● **RECORDS FOR THE TASK**:
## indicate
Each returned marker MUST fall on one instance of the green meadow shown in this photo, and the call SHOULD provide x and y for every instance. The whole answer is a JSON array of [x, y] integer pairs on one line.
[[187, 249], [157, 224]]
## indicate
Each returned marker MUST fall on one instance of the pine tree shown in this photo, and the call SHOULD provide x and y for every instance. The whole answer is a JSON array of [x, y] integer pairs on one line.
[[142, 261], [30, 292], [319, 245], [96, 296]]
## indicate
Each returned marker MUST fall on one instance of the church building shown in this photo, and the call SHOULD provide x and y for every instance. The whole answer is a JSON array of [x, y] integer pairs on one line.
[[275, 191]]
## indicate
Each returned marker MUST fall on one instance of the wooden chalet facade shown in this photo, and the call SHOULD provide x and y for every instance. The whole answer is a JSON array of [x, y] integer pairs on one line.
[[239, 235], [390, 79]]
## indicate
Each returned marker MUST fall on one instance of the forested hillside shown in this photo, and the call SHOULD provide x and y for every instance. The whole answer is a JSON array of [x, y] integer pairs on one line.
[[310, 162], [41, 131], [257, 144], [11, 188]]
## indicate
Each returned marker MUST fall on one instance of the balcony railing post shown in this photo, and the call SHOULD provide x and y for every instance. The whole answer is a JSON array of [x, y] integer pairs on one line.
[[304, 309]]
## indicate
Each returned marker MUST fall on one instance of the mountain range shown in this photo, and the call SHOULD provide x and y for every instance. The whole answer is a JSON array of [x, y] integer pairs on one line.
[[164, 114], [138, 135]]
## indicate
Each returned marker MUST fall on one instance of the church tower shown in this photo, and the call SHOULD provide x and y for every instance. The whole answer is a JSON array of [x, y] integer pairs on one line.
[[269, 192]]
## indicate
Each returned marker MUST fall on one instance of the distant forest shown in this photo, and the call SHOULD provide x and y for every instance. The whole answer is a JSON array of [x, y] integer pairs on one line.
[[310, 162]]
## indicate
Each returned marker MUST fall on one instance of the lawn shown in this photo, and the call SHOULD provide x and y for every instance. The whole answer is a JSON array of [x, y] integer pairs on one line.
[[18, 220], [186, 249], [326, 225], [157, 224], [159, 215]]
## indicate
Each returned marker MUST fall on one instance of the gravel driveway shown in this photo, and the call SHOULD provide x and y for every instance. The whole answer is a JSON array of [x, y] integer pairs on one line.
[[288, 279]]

● **REQUIRED WORK**:
Copy every one of the lines above word for word, keeping each character unchanged.

● **ANSWER TO THE TASK**:
## indicate
Each returned marker MUST fall on one instance of the green meadow shown in this photo, and the call SHOULD provide x and y for every instance. The whole answer is a JSON array of [x, y] integer pairs on one line.
[[187, 249], [157, 224]]
## indicate
Each returned marker MUST fall on one instance of the pine tree shown in this photo, and the call SHOULD provide x and y for every instance. The whole answer is a JSON array of [x, y] integer pairs on one line.
[[142, 261], [30, 292], [319, 245], [96, 296]]
## indicate
Each returned marker MUST fall on one instance of the church building shown in this photo, and the call SHOULD provide x and y for every instance. The whole answer is a JSON array of [x, y] integer pairs on one line.
[[275, 191]]
## indicate
Each returned marker MUST fall on one instance of the wooden chalet facade shown in this photo, and the call SHOULD provide x and y for every instance. The whole answer is a JSON array of [x, y] integer pairs on one line.
[[239, 235], [390, 79]]
## indicate
Each returned marker MUST fall on one instance of the forested hillside shown in this photo, and the call SHOULD provide x and y for every instance. The whole answer is a JSON array of [x, y] integer pairs on one line.
[[310, 162], [41, 131], [257, 144], [11, 188]]
## indicate
Each returned marker MUST fall on one instance of the balcony railing post shown in this photo, and the call SHOULD provide x and y for every instance. The whole answer is a JSON array of [x, y] integer pairs on one line.
[[304, 309]]
## indicate
Each returned marker MUST fall on one instance of the mountain range shown in this photo, and the call SHOULD provide x and y for every instance. The whole answer is a JSON array of [x, y] integer pairs on one line.
[[164, 114], [138, 135]]
## indicate
Each returned marker MUST fall on one instance of the church tower shown in this photo, and the call SHOULD provide x and y for every instance. The whole answer is a JSON array of [x, y] integer pairs on one line.
[[269, 192]]
## indicate
Each returned marker MUST fall on one instance of the distant forest shown in this photo, and the call SHOULD provide x and y for every instance. The whole answer is a JSON array of [x, y] integer pairs on one line.
[[310, 162]]
## indicate
Each returned marker MUST fall on one instance of the lawn shown in this photo, and the call SHOULD provide x and y for every instance. The whole answer is a JSON array of [x, y] integer pairs on one line.
[[18, 220], [186, 249], [326, 225], [157, 224], [159, 215]]
## indicate
Each returned marker MUST fall on one instance of the gravel driveway shown in this photo, and the call SHOULD provide x and y for every instance. The whole answer is a JSON array of [x, y] integer pairs on one line.
[[288, 279]]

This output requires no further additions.